[Point localization data]
════════════════════

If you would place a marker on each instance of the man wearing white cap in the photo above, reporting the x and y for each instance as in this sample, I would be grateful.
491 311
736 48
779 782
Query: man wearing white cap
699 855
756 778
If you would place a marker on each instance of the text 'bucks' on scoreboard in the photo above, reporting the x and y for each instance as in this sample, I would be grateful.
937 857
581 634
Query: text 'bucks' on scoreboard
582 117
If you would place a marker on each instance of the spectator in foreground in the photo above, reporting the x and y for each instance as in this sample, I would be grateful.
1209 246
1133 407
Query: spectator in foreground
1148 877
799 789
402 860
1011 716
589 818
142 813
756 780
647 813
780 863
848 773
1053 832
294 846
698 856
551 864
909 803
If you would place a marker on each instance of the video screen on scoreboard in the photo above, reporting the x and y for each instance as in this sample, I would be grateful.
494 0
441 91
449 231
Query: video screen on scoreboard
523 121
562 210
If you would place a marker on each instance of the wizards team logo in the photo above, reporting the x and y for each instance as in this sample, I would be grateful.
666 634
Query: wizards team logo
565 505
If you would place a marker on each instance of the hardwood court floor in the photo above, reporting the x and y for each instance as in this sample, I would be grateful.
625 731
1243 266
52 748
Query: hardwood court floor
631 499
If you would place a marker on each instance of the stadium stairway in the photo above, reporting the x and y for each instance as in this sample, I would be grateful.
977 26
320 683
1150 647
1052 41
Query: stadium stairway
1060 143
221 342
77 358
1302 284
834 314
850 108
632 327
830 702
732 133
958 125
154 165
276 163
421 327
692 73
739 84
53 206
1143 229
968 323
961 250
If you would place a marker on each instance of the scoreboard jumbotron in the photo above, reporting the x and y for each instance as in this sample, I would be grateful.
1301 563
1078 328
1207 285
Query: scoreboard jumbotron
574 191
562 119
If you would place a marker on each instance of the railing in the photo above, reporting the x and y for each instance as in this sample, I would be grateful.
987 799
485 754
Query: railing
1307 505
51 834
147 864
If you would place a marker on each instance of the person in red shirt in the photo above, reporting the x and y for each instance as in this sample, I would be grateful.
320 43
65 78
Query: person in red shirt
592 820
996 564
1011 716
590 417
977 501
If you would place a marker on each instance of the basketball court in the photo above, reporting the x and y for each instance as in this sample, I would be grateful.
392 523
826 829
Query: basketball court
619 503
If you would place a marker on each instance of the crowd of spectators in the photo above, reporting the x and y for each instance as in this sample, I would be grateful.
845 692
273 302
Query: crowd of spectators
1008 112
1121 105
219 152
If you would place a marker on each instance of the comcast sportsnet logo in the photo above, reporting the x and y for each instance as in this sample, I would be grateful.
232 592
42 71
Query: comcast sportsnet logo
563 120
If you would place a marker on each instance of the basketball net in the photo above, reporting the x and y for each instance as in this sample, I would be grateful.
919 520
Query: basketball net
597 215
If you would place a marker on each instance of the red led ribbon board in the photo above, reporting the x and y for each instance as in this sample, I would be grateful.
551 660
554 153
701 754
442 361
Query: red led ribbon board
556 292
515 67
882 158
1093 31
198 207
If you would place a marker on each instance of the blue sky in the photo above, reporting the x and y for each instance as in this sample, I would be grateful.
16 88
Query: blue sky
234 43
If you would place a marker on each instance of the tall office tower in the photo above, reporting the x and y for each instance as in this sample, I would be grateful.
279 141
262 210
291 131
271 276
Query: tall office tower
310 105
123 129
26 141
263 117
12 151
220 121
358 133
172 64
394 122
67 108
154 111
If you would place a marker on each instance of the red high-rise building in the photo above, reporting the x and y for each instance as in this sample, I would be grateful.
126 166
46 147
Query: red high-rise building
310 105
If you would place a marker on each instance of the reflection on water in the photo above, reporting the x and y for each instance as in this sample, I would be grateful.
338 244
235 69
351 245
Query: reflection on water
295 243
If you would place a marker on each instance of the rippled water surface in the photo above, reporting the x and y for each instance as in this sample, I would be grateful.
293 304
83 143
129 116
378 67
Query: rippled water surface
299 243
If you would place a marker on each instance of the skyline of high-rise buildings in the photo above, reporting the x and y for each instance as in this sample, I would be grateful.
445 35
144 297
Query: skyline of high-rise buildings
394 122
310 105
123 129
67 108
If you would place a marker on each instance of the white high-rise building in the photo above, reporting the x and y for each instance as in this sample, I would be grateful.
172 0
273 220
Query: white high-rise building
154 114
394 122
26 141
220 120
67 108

════════════════════

**Brief**
Restate all entries above verbatim.

**Answer to this task**
If you would place a marker on each instance of the man wearing white cap in the photo above, reporting the x and y for each instance as in this sample, I would be grateful.
491 311
736 48
779 782
Query: man wearing white cap
699 855
756 778
If you would place a marker on each instance of the text 'bucks' on scoreboard in the photo above, reporting the x and y for each instance as in this sample, I would be grateful.
937 857
581 634
Query: text 'bucks' on scoreboard
582 117
If you would place a marker on each instance of the spectator in foreground in the photo above, reporting the x and y for each instance as in this sample, I would be grateful.
1209 246
1133 407
Query: spectator in foreground
1148 877
799 789
402 860
1011 716
589 818
142 813
756 780
647 813
780 863
848 773
1053 832
294 846
698 856
551 864
909 803
If you would place a marker on each instance of the video screen on scoreboard in the photo above, reporting the x and y for each instance as in this sample, I would be grateful.
494 0
441 91
449 231
Query: video screen on scoreboard
523 121
562 210
If you would place a marker on each instance of the wizards team logo in the photo above, reporting the x and y for each instance as in this sample, I would be grateful.
666 634
Query: wizards team logo
565 505
If you would place a marker on each instance of the hardwood court floor in the photo above, reporting the x and y for each instance as in this sample, I would be grateful.
625 731
1243 266
52 748
Query: hardwood court floor
631 499
If you would place a marker on each instance of the stadium stairway in the photo above, reporting the x and y for each instance as in this sample, I would be grateful.
977 26
320 683
1150 647
1052 41
Query: stadium stairway
1060 143
221 342
77 358
1302 284
834 314
850 108
632 327
830 702
732 133
958 125
154 165
276 163
421 327
692 73
739 84
53 206
1143 229
968 323
961 250
If you would place a marker on each instance of the scoreboard jumbotron in the photo above, reporting the x and y for each instance as in this sample, I would be grateful.
1301 563
1078 328
1207 285
Query: scoreboard jumbotron
574 191
562 119
If you would place a marker on each instance of the railing in the photo above, reporting the x and y for each instance as in this sample, I would be grateful.
987 799
485 754
Query: railing
1307 505
51 834
147 864
If you would place a marker on each instance of the person in red shirt in the photo above, reporting the x and y for each instance as in this sample, I would be grateful.
320 43
65 78
Query: person in red shirt
592 820
996 564
1011 716
590 417
977 501
If you would place a marker on each instance of the basketball court in the photo above, reporting the x and y for each instance as in this sample, I would be grateful.
392 523
826 829
Query: basketball court
619 503
If you would place a marker on each instance of the crowd of spectators in the photo above, reporting the x and y for each instance as in this sample, I would be grateful.
845 692
273 302
Query: crowd of spectators
1008 112
1121 105
219 152
If you would place a marker on each instance of the comcast sportsnet logo in the photo above, reporting the x and y for each instance as in this sample, I would be grateful.
232 592
42 71
Query: comcast sportsnet logo
563 120
If you would place a marker on each instance of the basketball net in the photo above, reporting the x and y for each instance as in this sample, I would be grateful.
919 520
Query: basketball net
597 215
If you would place a marker on each instance of the red led ribbon board in the photo above, reporting the x and y for each instance as in this sample, I would be grateful.
551 660
554 153
701 754
442 361
Query: red led ribbon board
556 292
515 67
882 158
1093 31
198 207
If you would place a marker on each instance of the blue sky in the photo above, reporting the x and y for each instance as in this sample, I would be grateful.
16 88
Query: blue sky
234 43
If you would place a marker on each instance of the tall office tower in the photo above, reporting the x and y for each instance as in this sample, I would be grateful.
279 141
262 210
291 131
271 276
Query: tall office tower
310 105
123 129
26 141
263 117
12 151
220 121
358 133
172 64
394 122
67 108
154 111
If you would place a marker on each instance of the red high-rise building in the photo above, reporting the x and y for each instance as in this sample, I would be grateful.
126 166
46 147
Query: red high-rise building
310 105
If you would place a marker on each instance of the reflection on water in the photo above, reporting the x and y for each instance as in this sample, I would be grateful.
338 244
235 69
351 245
Query: reflection on water
295 243
If you would place a marker on each instance of the rippled water surface in the photo above, reporting the x and y for each instance as in this sample, I would be grateful.
293 304
83 143
129 116
378 67
Query: rippled water surface
299 243
If you would place a marker on each instance of the skyline of high-rise buildings in the photo above, reporting the x and y for each instance as in this sample, I would be grateful.
445 35
144 297
Query: skyline of high-rise buildings
394 122
310 105
123 129
67 108
If you would place a marker on each instance of the white high-rise building in the photo above, reporting the x and y for each instance as in this sample, I would be grateful.
172 0
273 220
Query: white high-rise building
154 114
394 122
26 141
220 120
67 108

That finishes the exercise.